Work to be completed: Count the lines in the following items that contain the word "below", and reply with the number only.

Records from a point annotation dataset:
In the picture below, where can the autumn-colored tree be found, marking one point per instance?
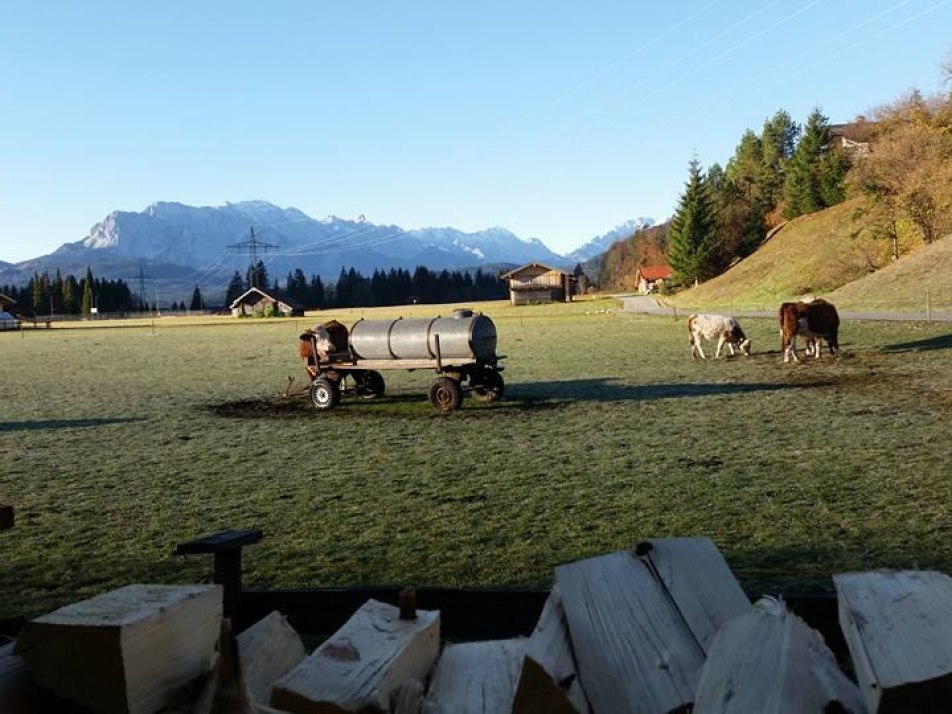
(907, 178)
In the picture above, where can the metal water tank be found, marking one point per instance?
(465, 336)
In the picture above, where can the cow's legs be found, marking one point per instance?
(790, 349)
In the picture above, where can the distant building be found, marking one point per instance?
(534, 283)
(853, 138)
(650, 277)
(257, 301)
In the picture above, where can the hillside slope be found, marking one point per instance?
(921, 277)
(810, 255)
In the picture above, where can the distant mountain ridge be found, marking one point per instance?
(204, 244)
(182, 246)
(600, 244)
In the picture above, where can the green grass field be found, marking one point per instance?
(116, 444)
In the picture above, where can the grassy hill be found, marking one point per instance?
(905, 285)
(819, 255)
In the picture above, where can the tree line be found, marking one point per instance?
(396, 286)
(66, 295)
(899, 171)
(725, 213)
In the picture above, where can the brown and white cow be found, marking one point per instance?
(815, 319)
(326, 338)
(716, 327)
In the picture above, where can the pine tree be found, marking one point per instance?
(87, 308)
(778, 141)
(803, 189)
(198, 303)
(692, 246)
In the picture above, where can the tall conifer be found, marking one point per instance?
(692, 246)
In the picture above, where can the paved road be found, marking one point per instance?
(650, 305)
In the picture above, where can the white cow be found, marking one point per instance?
(720, 328)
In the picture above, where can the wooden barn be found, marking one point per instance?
(535, 283)
(257, 301)
(650, 277)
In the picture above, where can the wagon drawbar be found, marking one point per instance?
(460, 349)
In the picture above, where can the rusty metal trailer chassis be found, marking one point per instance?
(344, 373)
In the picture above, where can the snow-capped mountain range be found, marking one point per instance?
(201, 245)
(599, 244)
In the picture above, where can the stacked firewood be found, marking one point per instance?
(662, 628)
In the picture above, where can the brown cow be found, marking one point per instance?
(814, 319)
(326, 338)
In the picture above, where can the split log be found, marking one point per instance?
(363, 663)
(898, 627)
(19, 694)
(475, 678)
(408, 698)
(267, 651)
(128, 650)
(548, 681)
(700, 582)
(770, 661)
(634, 652)
(640, 623)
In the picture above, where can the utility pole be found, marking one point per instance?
(142, 278)
(251, 247)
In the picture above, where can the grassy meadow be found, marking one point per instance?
(117, 444)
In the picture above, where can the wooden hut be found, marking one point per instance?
(257, 302)
(534, 283)
(650, 277)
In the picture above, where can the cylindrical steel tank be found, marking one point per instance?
(464, 336)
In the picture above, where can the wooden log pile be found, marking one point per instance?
(660, 629)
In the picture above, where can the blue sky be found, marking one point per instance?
(556, 120)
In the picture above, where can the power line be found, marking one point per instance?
(251, 247)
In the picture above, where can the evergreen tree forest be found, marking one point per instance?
(725, 213)
(65, 295)
(394, 287)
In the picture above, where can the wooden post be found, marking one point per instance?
(6, 517)
(226, 548)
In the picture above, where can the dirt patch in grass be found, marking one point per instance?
(388, 407)
(281, 407)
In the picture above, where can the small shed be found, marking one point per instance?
(538, 283)
(257, 302)
(650, 277)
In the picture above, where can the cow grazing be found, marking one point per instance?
(815, 320)
(326, 338)
(716, 327)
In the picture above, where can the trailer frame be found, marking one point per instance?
(456, 378)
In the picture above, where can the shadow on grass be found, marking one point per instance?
(47, 424)
(942, 342)
(605, 389)
(520, 397)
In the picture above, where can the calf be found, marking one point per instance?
(720, 328)
(815, 320)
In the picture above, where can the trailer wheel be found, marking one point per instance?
(487, 385)
(324, 393)
(445, 394)
(370, 384)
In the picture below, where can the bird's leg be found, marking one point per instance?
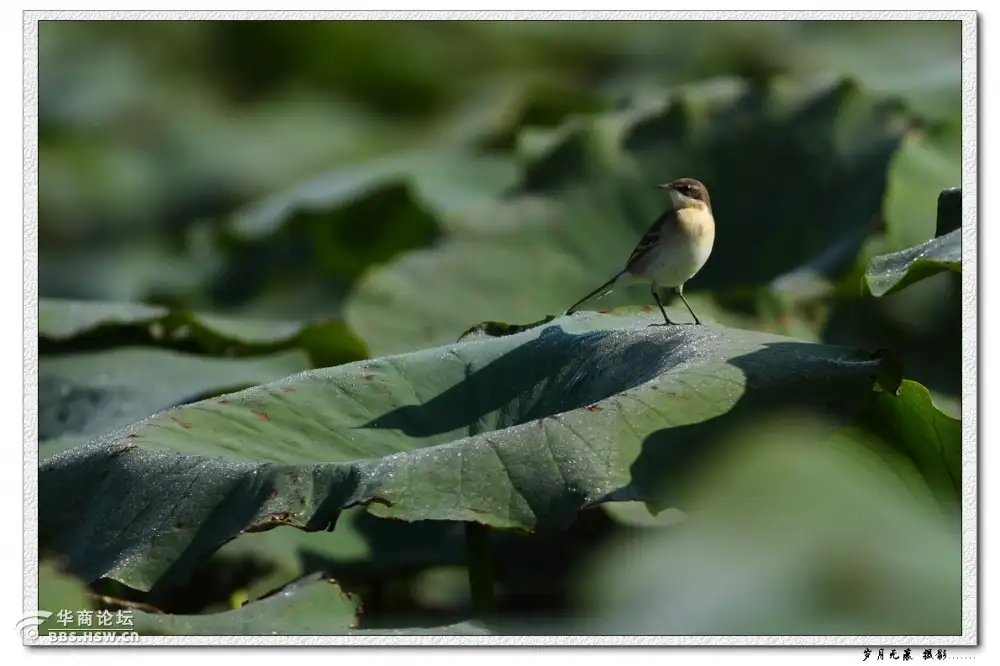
(680, 292)
(656, 297)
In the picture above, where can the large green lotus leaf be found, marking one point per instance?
(793, 536)
(362, 547)
(914, 426)
(83, 395)
(778, 161)
(891, 272)
(519, 432)
(67, 325)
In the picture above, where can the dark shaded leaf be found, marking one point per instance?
(516, 432)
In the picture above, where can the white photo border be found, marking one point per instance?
(970, 301)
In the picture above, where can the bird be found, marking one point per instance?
(676, 246)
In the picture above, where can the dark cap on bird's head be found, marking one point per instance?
(688, 188)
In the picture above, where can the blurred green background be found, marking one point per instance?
(262, 167)
(417, 178)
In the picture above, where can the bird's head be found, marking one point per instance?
(687, 193)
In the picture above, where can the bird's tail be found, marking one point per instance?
(601, 291)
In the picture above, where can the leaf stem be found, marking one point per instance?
(479, 559)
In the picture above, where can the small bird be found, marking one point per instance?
(674, 249)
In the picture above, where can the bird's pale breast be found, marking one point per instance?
(684, 247)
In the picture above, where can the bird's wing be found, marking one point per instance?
(652, 237)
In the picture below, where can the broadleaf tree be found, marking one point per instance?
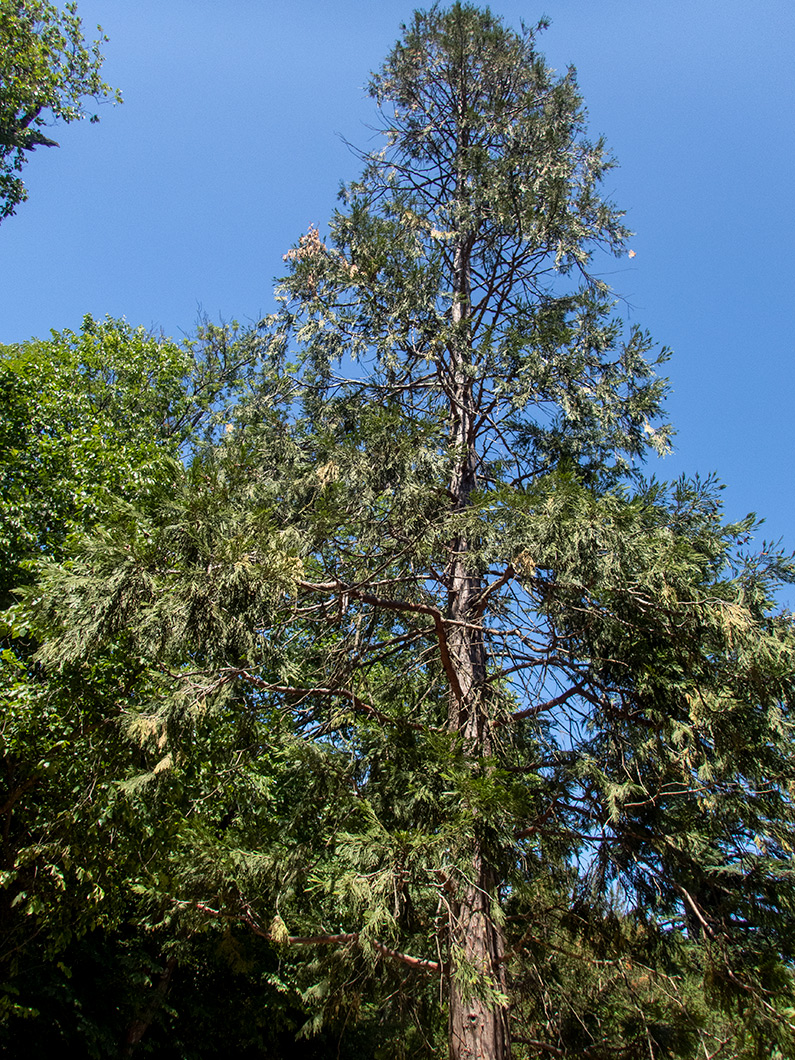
(48, 70)
(514, 698)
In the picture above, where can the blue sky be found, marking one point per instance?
(228, 146)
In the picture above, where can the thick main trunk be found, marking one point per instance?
(478, 1017)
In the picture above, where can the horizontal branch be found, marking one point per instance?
(248, 918)
(400, 605)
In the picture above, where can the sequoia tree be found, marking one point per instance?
(482, 661)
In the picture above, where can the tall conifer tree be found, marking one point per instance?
(486, 661)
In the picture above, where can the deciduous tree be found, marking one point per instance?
(47, 72)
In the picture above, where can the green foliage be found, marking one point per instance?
(409, 672)
(47, 72)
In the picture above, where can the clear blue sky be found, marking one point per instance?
(228, 146)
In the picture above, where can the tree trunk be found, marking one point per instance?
(478, 1020)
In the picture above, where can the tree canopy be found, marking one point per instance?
(48, 70)
(483, 735)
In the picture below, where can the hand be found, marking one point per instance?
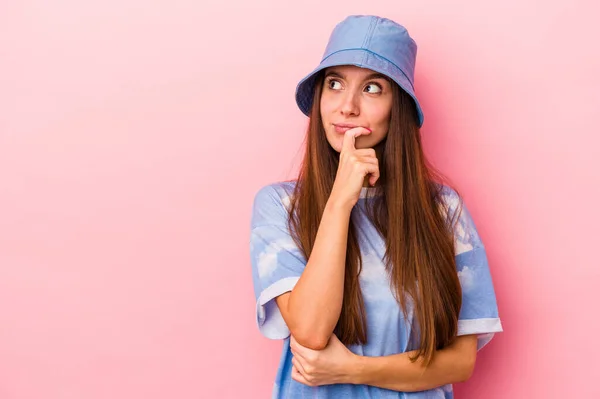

Written response: 4